%%
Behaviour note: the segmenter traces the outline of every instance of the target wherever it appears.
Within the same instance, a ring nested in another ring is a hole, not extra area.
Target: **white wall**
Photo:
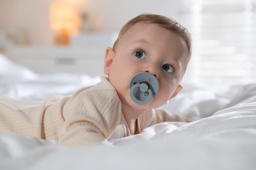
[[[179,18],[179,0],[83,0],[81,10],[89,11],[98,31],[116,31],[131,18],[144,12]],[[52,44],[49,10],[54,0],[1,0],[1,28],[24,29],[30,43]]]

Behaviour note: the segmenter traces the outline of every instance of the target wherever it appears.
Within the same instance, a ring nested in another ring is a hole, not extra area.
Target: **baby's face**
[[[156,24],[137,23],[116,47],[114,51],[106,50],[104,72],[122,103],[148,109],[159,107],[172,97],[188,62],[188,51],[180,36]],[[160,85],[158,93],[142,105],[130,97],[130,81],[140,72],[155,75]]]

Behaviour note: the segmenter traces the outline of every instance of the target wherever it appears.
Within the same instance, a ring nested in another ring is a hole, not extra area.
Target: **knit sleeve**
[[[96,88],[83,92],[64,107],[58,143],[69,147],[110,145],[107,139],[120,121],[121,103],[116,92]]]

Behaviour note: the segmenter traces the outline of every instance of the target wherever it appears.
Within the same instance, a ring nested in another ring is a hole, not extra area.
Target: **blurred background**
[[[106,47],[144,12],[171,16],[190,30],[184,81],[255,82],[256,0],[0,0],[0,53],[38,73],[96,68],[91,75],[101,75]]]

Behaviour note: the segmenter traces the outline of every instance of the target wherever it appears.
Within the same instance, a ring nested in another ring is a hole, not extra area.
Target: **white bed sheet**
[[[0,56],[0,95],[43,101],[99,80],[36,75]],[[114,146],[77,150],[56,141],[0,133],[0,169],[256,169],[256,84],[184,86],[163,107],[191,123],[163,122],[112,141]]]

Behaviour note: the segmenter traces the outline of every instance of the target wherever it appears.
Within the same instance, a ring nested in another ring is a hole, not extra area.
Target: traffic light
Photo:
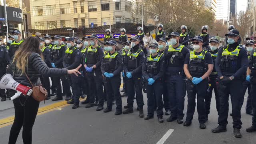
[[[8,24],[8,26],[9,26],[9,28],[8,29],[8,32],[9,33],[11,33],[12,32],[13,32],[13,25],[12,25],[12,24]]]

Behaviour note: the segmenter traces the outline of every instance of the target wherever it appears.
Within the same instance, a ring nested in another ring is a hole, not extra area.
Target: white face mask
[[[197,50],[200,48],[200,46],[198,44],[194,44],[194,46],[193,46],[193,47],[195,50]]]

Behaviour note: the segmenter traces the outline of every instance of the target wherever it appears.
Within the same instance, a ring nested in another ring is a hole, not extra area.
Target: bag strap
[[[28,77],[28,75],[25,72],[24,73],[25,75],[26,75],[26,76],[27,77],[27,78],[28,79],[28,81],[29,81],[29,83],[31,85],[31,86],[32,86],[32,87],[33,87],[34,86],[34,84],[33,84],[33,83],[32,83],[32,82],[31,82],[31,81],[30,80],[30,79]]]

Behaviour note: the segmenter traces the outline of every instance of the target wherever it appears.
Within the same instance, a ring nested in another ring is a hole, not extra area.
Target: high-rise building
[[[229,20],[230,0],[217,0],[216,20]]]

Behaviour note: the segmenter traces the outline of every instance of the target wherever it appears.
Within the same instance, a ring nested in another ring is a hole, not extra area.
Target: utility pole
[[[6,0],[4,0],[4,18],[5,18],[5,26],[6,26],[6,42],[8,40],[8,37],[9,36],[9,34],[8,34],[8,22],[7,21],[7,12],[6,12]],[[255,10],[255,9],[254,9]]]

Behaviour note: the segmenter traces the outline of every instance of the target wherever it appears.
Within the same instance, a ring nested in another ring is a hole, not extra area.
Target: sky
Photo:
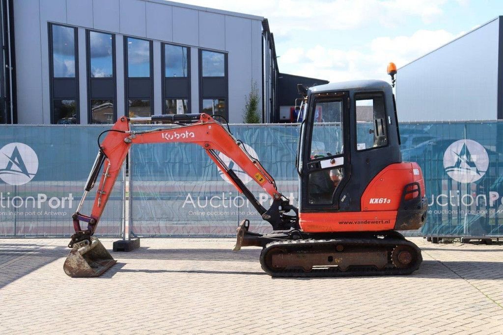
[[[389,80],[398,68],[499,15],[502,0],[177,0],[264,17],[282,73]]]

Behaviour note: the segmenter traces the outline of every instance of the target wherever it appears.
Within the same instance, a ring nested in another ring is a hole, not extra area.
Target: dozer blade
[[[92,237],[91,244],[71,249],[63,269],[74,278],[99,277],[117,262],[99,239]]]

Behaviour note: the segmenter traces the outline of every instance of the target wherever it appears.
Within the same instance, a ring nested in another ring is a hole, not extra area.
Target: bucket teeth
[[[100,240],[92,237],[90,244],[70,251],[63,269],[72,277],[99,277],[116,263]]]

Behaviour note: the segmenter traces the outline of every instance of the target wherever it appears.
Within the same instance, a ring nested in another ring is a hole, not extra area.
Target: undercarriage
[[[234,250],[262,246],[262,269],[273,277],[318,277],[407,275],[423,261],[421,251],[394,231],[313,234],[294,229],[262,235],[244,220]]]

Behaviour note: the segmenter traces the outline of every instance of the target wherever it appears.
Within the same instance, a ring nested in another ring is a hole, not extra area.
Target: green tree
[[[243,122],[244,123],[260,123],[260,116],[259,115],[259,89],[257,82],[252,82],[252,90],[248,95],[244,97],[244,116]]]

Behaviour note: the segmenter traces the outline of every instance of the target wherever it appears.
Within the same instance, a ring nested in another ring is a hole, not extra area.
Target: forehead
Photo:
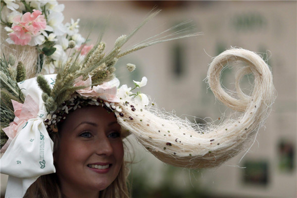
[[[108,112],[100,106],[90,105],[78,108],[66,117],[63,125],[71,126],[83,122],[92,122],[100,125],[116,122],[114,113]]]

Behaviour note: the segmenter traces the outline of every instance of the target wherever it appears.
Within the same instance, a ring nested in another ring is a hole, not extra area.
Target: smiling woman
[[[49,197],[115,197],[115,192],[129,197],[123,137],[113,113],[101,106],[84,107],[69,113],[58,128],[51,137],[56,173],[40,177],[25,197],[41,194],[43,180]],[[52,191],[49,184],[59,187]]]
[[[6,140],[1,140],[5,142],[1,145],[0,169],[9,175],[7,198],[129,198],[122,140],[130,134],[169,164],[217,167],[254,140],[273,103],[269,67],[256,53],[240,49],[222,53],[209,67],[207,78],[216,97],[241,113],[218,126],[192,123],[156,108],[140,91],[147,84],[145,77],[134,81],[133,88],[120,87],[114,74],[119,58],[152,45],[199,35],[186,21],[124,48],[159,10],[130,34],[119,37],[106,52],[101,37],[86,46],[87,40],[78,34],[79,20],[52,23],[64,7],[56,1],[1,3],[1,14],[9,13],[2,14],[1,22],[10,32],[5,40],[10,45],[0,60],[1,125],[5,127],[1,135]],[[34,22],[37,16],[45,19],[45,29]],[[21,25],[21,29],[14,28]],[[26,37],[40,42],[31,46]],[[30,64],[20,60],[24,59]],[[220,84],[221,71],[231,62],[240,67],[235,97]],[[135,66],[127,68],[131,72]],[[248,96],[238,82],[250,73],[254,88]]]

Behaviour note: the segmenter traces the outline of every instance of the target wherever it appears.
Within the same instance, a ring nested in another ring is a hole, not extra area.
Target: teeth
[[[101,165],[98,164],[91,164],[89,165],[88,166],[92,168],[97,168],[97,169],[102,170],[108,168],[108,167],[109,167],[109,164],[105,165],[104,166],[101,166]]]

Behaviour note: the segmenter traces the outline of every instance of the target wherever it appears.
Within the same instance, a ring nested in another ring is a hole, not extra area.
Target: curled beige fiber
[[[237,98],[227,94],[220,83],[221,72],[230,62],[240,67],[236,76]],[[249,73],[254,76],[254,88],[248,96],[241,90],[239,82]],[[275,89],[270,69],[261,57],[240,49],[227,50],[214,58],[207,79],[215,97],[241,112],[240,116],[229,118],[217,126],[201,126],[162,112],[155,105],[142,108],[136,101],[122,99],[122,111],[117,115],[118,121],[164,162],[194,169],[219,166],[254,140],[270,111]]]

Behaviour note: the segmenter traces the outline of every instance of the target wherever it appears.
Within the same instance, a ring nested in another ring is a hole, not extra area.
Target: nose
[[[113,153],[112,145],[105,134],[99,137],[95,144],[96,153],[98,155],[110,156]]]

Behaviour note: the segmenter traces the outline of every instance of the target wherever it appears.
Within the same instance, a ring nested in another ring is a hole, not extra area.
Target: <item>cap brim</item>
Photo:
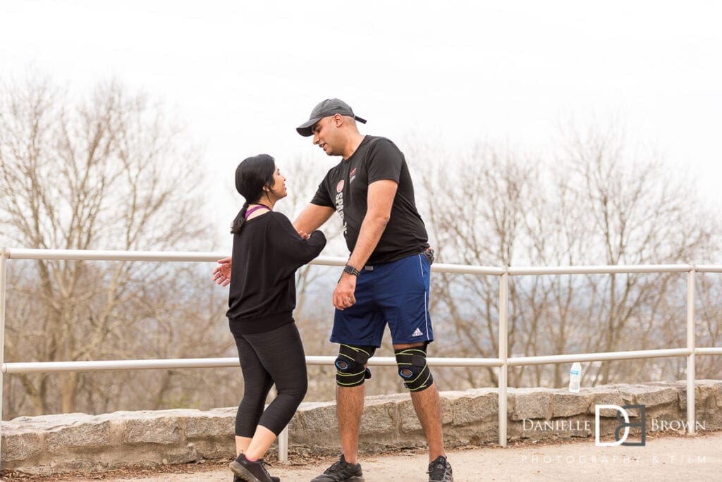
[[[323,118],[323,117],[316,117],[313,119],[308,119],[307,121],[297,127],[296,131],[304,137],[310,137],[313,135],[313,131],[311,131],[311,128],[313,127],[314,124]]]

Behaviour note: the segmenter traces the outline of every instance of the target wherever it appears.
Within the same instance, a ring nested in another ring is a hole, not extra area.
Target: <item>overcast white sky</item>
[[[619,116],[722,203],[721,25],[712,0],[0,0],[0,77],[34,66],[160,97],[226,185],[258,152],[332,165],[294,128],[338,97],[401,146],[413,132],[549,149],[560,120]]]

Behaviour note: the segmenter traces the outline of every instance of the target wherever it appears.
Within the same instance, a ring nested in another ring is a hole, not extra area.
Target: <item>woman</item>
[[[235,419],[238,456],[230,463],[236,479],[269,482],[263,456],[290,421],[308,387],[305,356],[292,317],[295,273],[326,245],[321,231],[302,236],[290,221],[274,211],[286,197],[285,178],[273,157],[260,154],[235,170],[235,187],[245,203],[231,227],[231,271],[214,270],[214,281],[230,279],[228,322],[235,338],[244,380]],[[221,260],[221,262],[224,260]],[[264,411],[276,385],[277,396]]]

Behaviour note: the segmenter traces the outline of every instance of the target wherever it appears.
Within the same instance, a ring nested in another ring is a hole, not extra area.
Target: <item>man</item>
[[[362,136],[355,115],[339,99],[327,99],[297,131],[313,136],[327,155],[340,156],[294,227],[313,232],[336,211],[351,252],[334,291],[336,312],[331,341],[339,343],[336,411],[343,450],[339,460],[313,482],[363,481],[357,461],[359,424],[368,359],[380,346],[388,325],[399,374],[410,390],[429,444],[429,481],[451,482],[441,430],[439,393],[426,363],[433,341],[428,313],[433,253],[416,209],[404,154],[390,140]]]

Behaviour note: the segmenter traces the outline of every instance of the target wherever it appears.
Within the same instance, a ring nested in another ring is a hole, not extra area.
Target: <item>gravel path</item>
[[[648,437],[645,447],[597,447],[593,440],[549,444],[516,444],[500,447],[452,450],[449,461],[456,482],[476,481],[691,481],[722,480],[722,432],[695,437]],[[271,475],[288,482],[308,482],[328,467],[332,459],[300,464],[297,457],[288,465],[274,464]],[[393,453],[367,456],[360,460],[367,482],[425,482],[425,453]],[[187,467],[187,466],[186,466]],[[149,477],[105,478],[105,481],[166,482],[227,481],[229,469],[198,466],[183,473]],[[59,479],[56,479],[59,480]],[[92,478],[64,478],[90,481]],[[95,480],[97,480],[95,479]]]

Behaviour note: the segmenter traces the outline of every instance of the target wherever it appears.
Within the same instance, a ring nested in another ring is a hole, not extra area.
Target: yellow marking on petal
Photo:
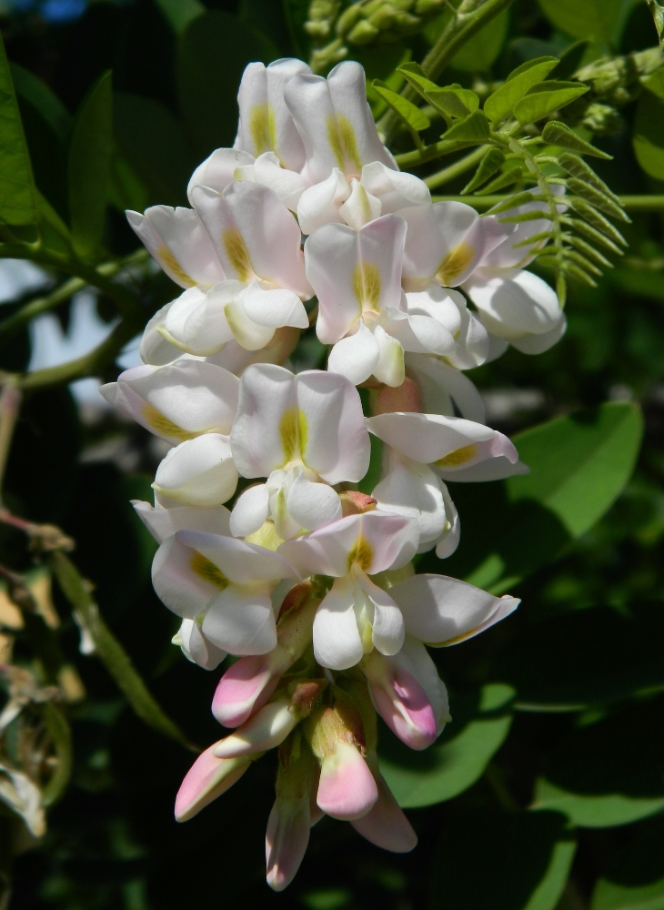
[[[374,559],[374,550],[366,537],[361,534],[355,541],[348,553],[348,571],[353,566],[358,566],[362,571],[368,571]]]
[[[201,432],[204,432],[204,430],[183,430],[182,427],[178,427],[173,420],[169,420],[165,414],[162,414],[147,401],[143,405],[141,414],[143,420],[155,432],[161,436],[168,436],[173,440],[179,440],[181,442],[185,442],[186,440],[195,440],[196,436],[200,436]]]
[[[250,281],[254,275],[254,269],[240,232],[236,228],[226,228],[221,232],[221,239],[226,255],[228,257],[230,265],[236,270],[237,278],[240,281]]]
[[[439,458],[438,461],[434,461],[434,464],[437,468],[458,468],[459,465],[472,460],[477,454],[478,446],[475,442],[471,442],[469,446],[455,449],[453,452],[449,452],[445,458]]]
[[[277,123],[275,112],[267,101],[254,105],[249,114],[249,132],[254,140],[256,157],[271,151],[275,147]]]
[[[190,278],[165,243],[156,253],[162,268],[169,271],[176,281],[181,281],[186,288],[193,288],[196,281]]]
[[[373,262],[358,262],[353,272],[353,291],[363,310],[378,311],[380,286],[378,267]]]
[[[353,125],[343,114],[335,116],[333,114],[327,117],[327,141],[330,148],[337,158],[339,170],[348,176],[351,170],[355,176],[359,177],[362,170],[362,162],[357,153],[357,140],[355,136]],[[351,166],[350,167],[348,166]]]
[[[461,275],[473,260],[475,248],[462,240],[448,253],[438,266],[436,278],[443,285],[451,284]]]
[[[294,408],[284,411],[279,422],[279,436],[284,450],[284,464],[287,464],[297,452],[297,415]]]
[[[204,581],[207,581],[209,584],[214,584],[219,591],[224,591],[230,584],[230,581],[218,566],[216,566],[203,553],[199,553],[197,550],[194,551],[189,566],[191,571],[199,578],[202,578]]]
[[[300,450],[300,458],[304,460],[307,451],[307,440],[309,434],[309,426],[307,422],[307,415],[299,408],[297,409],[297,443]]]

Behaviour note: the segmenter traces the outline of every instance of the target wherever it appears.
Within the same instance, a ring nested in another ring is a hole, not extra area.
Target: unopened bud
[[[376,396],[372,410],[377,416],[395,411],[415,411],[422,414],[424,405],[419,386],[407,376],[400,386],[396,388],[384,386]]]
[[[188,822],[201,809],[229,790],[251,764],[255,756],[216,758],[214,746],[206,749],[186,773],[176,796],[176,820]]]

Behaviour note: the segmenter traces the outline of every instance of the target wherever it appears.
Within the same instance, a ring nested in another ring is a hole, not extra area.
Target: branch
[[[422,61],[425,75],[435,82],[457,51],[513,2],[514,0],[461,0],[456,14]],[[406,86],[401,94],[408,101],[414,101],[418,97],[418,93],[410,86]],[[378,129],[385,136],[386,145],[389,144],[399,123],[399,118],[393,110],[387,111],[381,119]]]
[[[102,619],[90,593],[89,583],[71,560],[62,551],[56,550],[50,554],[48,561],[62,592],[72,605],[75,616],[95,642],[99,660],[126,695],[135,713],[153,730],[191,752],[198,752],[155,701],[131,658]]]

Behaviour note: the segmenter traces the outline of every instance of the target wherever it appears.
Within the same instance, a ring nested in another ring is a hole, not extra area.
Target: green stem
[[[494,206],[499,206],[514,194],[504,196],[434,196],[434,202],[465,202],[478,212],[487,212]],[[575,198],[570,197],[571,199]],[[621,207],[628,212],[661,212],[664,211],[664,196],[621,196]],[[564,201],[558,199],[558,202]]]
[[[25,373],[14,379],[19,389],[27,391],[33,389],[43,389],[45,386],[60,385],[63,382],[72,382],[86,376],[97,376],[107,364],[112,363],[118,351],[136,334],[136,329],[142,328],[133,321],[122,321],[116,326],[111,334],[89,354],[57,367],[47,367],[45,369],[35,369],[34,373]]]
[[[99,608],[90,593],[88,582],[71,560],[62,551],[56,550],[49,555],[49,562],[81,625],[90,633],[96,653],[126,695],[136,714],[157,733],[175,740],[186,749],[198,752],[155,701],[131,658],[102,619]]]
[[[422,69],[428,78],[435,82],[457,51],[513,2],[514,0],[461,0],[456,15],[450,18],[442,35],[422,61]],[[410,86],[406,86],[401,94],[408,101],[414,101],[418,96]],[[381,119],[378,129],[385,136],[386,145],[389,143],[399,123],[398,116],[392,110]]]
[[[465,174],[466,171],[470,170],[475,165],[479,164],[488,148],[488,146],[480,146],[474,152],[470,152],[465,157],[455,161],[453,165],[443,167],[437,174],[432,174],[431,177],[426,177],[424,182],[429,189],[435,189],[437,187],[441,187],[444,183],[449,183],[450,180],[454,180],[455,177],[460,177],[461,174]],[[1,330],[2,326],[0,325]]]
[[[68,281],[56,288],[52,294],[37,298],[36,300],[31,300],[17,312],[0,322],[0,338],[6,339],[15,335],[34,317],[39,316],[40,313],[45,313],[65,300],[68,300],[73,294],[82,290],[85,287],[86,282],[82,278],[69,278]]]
%%
## Instruction
Count the lines in the listing above that contain the string "green", treating uppercase and lowercase as different. Reply with the number only.

## Result of this exercise
2